Ejercicios propuestos:
[A] Copia el pasaje del fragmento sobre Quiroga que empieza en "Charlábamos de literatura, empero;" y termina en "a los cazadores.", y renombra "Hospital de Clínicas" como "hospital".
[B] Traduce al inglés esta oración del fragmento sobre Quiroga: "Su desdén era tan grande como el mío por la cultura de fábrica."
[C] Retoma el fragmento sobre Quiroga y la literatura a partir de su última línea y continúalo.

Fragmento para leer:
-.-.-

XII. LITERATURA
HACIA 1930, Quiroga escribía muy poco, pero aún no había madurado su aversión a hacerlo. Producía lentamente, construyendo mentalmente el cuento hasta en sus menores detalles; una vez encobado lo trasladaba al papel sin que tuviera que retocado mayormente. Su último cuento es «El Hijo», el mejor, a mi juicio, con todas sus grandes calidades y muy de él. Yo había decidido no escribir más poesía, coronado de laureles de oro y amortajado de silencio por mis cofrades. Progresivamente, él y yo, llegamos a la certeza de que nuestra Campaña del Desierto había terminado.
Charlábamos de literatura, empero; y ése fue el tema central de nuestras charlas en el Hospital de Clínicas. Más allá fue su último libro, y ya había jurado no publicar más, después de la condenación unánime por la «intelligentsia» de mi Radiografía de la Pampa. Nuestro retiro en la selva misionera era dejarles las colas a los cazadores.
Su desdén era tan grande como el mío por la cultura de fábrica. Iban sucumbiendo o esterilizándose los valores verdaderos, y avanzaba la ola de barbarie alfabetizada que pondría las letras en el nivel de la política. Era una caída en cascada que comenzó antes de fines del siglo pasado, en una crisis espiritual más que económica, que ahora marca una de las mínimas extremas. Nos proponíamos interesarnos en cosas baladíes e inevitablemente recaíamos en nuestros viejos amores de juventud. La verdad es que nos deleitábamos aún en la compañía de las venerables sombras de nuestras idolatrías.
¿Es usted, como yo, víctima del recuerdo? ¡De qué modo permanezco ligado poéticamente a lo que he vivido! Mis predilecciones literarias de mi primera juventud, persisten vívidas en mí, tanto que no me atrevería a juzgar libremente un libro de aquellos que han moldeado mi alma en base candente. Por esto no me atrevo a revisar el proceso de Las Montañas del Oro —ni quiero—, como el de cualquier felicidad que nos dio una mujer. No sé si en estas cartas le he recordado dos versos de D’Annunzio que me han parecido siempre extraordinarios —y tan míos:
Lontano come un grande, passato dolore.
Grande come un passato, lontano amore.

-.-.-

Contenido del conjunto:
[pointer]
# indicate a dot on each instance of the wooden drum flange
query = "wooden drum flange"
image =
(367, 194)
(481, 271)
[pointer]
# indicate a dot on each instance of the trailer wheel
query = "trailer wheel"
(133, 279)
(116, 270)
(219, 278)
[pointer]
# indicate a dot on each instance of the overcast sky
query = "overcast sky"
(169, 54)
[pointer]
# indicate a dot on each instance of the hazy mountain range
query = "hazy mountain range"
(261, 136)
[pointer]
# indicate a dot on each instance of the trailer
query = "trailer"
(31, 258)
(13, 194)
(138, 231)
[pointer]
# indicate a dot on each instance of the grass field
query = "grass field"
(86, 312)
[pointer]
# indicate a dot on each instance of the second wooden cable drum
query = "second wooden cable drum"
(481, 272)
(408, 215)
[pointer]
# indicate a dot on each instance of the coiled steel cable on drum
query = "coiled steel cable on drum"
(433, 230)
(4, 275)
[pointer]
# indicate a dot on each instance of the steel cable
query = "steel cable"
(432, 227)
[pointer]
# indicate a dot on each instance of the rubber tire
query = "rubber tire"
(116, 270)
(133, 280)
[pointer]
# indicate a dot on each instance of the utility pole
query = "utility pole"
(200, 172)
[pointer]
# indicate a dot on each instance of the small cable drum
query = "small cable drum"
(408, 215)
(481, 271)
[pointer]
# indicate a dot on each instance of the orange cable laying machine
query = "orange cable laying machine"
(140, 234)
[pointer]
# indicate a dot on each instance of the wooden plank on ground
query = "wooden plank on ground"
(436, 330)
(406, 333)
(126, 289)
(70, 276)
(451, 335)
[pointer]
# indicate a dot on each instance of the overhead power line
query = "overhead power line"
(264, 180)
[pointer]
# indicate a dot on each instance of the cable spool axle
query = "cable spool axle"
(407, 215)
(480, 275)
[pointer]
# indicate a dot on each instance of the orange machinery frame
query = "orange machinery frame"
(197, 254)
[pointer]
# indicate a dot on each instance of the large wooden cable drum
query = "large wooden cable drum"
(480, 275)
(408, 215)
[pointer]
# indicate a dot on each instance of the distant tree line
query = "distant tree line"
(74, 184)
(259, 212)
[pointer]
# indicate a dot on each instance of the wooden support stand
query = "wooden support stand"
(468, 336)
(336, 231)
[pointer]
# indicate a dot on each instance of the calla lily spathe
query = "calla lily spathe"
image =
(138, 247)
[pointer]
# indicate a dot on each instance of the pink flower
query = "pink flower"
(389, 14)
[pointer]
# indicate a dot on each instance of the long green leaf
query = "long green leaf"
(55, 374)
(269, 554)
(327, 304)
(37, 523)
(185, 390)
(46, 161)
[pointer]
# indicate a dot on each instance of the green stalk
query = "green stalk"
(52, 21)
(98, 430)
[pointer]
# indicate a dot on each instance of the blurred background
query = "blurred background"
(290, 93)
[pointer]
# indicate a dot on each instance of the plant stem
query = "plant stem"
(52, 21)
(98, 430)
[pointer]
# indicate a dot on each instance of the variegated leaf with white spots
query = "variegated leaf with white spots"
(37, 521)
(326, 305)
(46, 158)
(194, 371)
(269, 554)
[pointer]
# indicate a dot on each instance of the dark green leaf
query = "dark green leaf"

-.-.-

Respuestas por ejercicio:
[A]
Charlábamos de literatura, empero; y ése fue el tema central de nuestras charlas en el hospital. Más allá fue su último libro, y ya había jurado no publicar más, después de la condenación unánime por la «intelligentsia» de mi Radiografía de la Pampa. Nuestro retiro en la selva misionera era dejarles las colas a los cazadores.

[B] His disdain for factory-made culture was as great as mine.

[C]
Todo ya está allí.
Quiroga recordaba con nitidez y seguridad sus lecturas, aun las de juventud, y había leído mucho y de lo mejor. No había en su erudición ningún diletantismo y se apasionaba evocando personajes y episodios como si terminase de cerrar el libro. Su conversación era estimulante, pues sus recuerdos formaban parte de su vida, y renunciar a la literatura en tal concepto habría significado la muerte. Siempre se sentía, oyéndolo, la presencia de los seres de ficción como reales e investidos de una sempiterna vida, que a él lo revivificaban, tal como la puso en ellos el ser que los creara. He aprendido de él lo poco que considero de valor en mis actuales idolatrías, tanto en el mérito efectivo de las obras cuanto en la técnica y el estilo del arte de narrar. Mediante su certero juicio cobraban relieve y color páginas que solemos dejar deslizarse como hiatos entre dos acontecimientos importantes; no se le escapaba ninguna intención velada, ningún recurso sutil del «métier». Distinguía la espontánea creación de la maestría del oficio.
Pirandello. Coincidimos felizmente sobre su grandísima habilidad escénica y carencia casi total de verdadera psicología. Juegos de ingenio psicológicos, verba simuladora de profundidad, todo esto en grande. Representa muy bien a esta época de decadencia, como la romana: epigramas retorcidos, hoy psicológicos, pero vacuos y deleitosos como los otros. Puédese valorar la capacidad de Pirandello leyendo sus cuentos y artículos. Muy bien, exponentes de fuerte agilidad, pero nada más.
Se aprendía en él la lección de que en un gran escritor nada es insignificante. Tolstoi cobraba por su taumaturgia su real, gigantesca estatura, sirviéndome en adelante de piedra de toque para distinguir la auténtica sustancia nutritiva del aderezo culinario con que el escritor, que suple el talento con la maestría, parodia la obra siempre gloriosa de la Naturaleza.
Muy bien lo de Frank. Yo vivo, y él no. Pero además es un hombre sin convicción. Yo dije lo contrario en La Nación porque no lo conocía. Es un simple bachiller de la Verdad: un retórico, nada más. ¡Qué bien Dreiser! Le dije a usted alguna vez que yo soy un poco material, y es precisamente esta carga de mi apresto mental lo que me permite ver claro donde otros ven telarañas. ¿Conoce usted la famosa discusión de Tolstoi con y en contra de Turgueniev, Bielinski y otros? Ya hablaremos de ello (hágame acordar), pues aclarará nuestro difícil concepto de Brand.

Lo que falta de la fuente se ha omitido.